### Task input
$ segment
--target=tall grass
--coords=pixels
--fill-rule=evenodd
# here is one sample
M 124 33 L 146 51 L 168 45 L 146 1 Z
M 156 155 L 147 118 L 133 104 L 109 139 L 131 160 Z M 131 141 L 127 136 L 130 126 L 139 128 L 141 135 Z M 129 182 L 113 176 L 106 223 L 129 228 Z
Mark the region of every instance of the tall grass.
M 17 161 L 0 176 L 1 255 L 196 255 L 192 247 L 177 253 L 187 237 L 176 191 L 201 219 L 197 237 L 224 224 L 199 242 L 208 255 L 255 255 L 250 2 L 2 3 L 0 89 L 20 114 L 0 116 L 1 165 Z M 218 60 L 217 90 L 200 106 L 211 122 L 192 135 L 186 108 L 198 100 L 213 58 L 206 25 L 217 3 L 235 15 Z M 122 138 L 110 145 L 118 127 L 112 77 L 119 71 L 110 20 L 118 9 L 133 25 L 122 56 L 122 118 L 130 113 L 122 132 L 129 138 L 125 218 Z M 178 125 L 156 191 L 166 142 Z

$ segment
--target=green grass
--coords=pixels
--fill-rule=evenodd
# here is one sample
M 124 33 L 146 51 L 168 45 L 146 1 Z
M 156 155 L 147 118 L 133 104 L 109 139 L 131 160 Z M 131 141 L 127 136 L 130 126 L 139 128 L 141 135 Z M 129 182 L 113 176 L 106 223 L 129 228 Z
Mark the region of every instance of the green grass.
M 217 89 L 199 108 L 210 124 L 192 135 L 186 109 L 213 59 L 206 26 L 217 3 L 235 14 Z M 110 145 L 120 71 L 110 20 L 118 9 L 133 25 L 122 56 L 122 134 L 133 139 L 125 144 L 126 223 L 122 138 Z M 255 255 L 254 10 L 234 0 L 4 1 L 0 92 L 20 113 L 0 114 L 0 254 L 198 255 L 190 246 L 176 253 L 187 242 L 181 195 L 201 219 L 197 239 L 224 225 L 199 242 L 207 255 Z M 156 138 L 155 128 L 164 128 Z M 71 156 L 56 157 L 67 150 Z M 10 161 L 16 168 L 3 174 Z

### Problem requirements
Put the lines of the rows into a JSON list of strings, one string per line, with blank lines left out. Begin at the first line of the rows and stop after the line that contains "Mark the region of every instance of the tall".

### Answer to the task
[
  "$ segment",
  "--target=tall grass",
  "--coords=pixels",
  "--fill-rule=evenodd",
  "# here is one sample",
  "M 124 33 L 146 51 L 168 45 L 146 1 Z",
  "M 156 155 L 147 118 L 133 104 L 109 139 L 131 160 Z M 131 141 L 127 136 L 130 126 L 139 128 L 141 135 Z M 129 182 L 113 176 L 106 223 L 129 228 Z",
  "Mark the region of every instance of the tall grass."
]